Given data
--- START ---
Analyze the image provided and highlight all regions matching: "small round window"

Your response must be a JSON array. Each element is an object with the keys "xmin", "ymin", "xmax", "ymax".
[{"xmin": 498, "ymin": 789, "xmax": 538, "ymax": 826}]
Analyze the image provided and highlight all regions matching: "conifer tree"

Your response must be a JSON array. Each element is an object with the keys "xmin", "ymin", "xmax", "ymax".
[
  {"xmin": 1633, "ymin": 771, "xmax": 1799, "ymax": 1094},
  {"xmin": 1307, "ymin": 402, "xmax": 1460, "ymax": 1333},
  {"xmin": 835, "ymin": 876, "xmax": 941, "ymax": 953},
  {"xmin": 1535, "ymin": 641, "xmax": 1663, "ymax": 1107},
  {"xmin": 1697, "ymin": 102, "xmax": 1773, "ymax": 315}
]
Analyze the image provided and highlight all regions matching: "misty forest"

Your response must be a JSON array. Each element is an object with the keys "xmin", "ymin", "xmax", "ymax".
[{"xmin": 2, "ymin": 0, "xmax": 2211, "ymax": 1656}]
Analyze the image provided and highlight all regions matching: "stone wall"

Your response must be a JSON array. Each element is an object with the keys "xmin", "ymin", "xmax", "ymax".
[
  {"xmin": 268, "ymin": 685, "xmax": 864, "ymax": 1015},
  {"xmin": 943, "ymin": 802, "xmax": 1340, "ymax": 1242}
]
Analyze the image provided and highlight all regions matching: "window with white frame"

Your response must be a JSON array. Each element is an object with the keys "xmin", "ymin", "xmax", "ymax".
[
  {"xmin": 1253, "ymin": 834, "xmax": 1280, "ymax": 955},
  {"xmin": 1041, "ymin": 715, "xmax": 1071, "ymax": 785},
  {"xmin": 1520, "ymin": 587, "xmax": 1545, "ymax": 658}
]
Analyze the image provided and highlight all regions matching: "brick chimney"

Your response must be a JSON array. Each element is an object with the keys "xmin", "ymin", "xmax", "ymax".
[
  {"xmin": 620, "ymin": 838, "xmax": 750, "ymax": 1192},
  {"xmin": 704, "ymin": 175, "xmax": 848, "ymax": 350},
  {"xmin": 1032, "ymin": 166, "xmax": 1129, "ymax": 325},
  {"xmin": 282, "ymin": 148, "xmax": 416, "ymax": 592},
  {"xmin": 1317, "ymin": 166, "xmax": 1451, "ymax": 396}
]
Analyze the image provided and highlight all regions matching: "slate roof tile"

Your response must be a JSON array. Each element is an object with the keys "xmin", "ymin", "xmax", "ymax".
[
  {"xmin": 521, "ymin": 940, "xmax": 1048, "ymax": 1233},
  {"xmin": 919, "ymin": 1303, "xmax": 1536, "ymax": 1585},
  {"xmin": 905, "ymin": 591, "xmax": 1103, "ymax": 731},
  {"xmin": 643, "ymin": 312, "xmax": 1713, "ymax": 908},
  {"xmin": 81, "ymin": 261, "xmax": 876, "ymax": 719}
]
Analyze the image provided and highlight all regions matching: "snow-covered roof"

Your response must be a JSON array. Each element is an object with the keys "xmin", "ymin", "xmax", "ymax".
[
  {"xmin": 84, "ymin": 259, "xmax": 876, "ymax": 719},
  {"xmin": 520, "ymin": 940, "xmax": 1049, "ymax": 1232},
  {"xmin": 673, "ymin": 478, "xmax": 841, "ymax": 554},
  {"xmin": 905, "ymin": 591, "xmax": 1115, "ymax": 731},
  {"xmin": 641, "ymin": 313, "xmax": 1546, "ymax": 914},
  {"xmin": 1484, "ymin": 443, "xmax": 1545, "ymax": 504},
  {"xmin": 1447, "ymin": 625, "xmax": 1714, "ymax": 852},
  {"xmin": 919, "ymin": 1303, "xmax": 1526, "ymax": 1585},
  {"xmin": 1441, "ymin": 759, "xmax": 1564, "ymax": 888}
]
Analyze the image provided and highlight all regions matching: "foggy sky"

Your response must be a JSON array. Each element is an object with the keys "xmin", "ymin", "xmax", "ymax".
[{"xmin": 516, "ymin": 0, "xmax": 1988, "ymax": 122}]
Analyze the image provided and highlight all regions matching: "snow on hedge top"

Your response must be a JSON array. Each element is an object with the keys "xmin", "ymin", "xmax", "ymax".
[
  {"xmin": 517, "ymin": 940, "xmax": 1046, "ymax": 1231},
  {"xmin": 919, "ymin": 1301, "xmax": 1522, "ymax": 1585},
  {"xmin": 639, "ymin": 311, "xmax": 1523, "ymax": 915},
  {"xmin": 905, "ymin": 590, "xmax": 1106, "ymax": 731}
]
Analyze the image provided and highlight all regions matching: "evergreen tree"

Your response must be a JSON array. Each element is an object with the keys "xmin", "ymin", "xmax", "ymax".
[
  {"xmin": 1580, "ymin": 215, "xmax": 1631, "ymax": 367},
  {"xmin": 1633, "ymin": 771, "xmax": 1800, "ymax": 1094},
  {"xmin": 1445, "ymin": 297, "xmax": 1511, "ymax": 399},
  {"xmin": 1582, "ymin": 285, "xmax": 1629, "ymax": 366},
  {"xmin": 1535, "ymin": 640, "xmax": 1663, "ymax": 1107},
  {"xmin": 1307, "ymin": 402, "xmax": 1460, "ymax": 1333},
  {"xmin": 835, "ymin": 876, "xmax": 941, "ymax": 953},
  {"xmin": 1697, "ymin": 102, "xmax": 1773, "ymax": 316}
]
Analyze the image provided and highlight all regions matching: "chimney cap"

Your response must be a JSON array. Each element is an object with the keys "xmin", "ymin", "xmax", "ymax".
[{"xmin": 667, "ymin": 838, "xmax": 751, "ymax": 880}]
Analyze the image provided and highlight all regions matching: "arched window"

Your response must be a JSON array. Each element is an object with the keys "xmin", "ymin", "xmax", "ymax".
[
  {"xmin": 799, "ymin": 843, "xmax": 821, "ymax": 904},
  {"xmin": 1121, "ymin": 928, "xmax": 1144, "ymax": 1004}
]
--- END ---
Work request
Filter the entries above and return only the lines holding "roof".

Worked solution
Analyze the image provided and highlight all regions matching: "slate roof tile"
Analyze the image provided and highlight all regions matching: "snow-covered roof"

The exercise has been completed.